* [PROBLEM DESCRIPTION]:
Carry on the introduction to Apache Pig, writing the next part after its final sentence.

* [TEXT SECTION]:
BigData: An Introduction to Pig

An Introduction to Pig

Pig is an open source high-level data flow system. Apache Pig allows us to write complex MapReduce transformations using a simple scripting language (e.g. 10 lines of Pig script is equal to 200 lines of Java). This language is called Pig Latin. Pig Latin defines a set of transformations on a data set such as aggregate, join and sort. The statement written in Pig script is then translated by Pig into MapReduce so that it can be executed within Hadoop. Pig Latin may be extended using User Defined Functions (UDFs), which the user can write in Java, Python etc. or a scripting language and then call directly from the Pig Latin.

What Pig Does?

Pig was mainly designed for performing a long set of data operations, making it ideal for three categories of Big Data operations:

· Standard extract-transform-load (ETL) data pipelines,

· Research on raw data, and

· Iterative processing of data.

Pig Latin has the following key properties:

· Easy to Program: Complex tasks involving interrelated data transformations can be simplified and encoded as data flow sequences. Pig programs can be used to do huge tasks, but they are easy to write and maintain.

· Optimization opportunities: The encoded tasks have the ability to optimize their execution automatically which allows the user to concentrate on semantics rather than efficiency.

· Extensible: Pig users can create their own functions to meet their special-purpose processing.

Why to use Pig when MapReduce already exists?

From the figure below, it is clear that Pig takes 1/20th lines of code as compared to MapReduce program. Also, the development time for Pig is about 1/16th as compared to that of MapReduce program.

* [INPUT DATA]:
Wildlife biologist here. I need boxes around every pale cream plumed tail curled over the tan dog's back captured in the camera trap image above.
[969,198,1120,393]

* [ANSWER SPACE]:
Advantages of Pig include:

· Pig is much higher level declarative language than MapReduce which increases programmer productivity, decreases duplication of effort and also opens the MapReduce programming system to more users.

· Pig insulates Hadoop complexity from the user.

· Pig is similar to SQL query where the user specifies the “what” and leaves the “how” to the underlying processing engine.

Pig is useful for:

· time sensitive data loads

· processing many data sources and

· for analytic insight through sampling.

Pig is not useful:

· When processing really nasty data formats of completely unstructured data (e.g. video, audio, raw human-readable text).

· It is definitely slow in comparison to MapReduce jobs.

· When more power is required to optimize the code.

Modes of User Interaction with Pig

Pig has two execution types:

· Local Mode: To run Pig in local mode, users need access to a single machine; all files are installed and run using the local host and file system. Specify local mode using the -x flag (pig -x local). Note that local mode does not support parallel mapper execution with Hadoop 0.20.x and 1.0.0

· MapReduce Mode: To run Pig in mapreduce mode, users need access to a Hadoop cluster and HDFS installation. Mapreduce mode is the default mode; user can,but don't need to, specify it using the -x flag (pig OR pig -x mapreduce).

Pig allows three modes of user interaction:

· Interactive mode: The user is presented with an interactive shell called Grunt, which accepts Pig commands. Compilation and execution plan is triggered only when the user asks for output through the STORE command.

· Batch mode: In this mode, a user submits a pre-written script called Pig script, containing a series of Pig commands, typically ending with STORE. The semantics are indetical to interactive mode.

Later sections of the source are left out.